Quoted passage:
* Start *
R.A. Fisher: “Statistical methods and Scientific Induction”

I continue a week of Fisherian posts begun on his birthday (Feb 17). This is his contribution to the “Triad”–an exchange between  Fisher, Neyman and Pearson 20 years after the Fisher-Neyman break-up. The other two are below. They are each very short and are worth your rereading.

17 February 1890 — 29 July 1962

“Statistical Methods and Scientific Induction”

by Sir Ronald Fisher (1955)

SUMMARY

The attempt to reinterpret the common tests of significance used in scientific research as though they constituted some kind of  acceptance procedure and led to “decisions” in Wald’s sense, originated in several misapprehensions and has led, apparently, to several more.

The three phrases examined here, with a view to elucidating they fallacies they embody, are:

  1. “Repeated sampling from the same population”,
  2. Errors of the “second kind”,
  3. “Inductive behavior”.

Mathematicians without personal contact with the Natural Sciences have often been misled by such phrases. The errors to which they lead are not only numerical.

To continue reading Fisher’s paper.
* End *
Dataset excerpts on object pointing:
* Start *
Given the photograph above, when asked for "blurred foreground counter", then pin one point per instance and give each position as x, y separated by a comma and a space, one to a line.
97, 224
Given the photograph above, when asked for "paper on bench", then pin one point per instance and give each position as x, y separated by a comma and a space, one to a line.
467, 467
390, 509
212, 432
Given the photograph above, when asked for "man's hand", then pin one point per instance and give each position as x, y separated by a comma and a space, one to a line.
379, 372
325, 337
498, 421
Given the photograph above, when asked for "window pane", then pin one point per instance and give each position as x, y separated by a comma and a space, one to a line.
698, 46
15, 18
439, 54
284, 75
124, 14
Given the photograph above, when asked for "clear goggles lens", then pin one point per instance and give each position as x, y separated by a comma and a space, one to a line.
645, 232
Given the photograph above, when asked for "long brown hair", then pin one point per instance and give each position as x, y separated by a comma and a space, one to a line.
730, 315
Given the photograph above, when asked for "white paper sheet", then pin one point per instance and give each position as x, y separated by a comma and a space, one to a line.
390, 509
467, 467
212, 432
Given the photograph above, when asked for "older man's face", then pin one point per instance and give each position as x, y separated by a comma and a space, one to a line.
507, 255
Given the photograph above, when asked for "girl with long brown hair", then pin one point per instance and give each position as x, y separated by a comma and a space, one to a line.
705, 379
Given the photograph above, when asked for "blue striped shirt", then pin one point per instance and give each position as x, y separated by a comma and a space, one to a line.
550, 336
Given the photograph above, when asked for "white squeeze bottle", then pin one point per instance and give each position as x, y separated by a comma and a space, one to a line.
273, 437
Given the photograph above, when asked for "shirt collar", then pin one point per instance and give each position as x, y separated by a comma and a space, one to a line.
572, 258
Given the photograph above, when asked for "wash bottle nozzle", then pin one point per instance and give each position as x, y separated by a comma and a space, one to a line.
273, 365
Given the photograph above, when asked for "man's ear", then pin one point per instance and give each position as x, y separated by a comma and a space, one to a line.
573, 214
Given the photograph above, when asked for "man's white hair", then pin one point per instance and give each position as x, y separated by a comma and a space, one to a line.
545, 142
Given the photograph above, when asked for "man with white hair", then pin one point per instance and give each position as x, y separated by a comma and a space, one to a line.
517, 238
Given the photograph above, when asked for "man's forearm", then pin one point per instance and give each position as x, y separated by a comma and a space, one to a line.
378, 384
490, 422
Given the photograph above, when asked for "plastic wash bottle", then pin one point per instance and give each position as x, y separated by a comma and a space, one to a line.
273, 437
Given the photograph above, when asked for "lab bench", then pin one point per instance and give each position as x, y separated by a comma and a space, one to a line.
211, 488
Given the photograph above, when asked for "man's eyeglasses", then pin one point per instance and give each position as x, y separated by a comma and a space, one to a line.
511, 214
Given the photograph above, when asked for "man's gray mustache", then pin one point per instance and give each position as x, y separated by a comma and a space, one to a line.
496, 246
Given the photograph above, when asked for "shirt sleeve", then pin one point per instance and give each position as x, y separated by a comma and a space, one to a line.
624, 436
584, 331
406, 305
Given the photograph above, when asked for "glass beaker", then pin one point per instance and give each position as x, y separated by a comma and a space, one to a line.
* End *
Task directions: Reproduce the Fisher summary starting at "The attempt to" and ending at "to several more.", renaming "misapprehensions" to "misunderstandings".

Full solution:
The attempt to reinterpret the common tests of significance used in scientific research as though they constituted some kind of  acceptance procedure and led to “decisions” in Wald’s sense, originated in several misunderstandings and has led, apparently, to several more.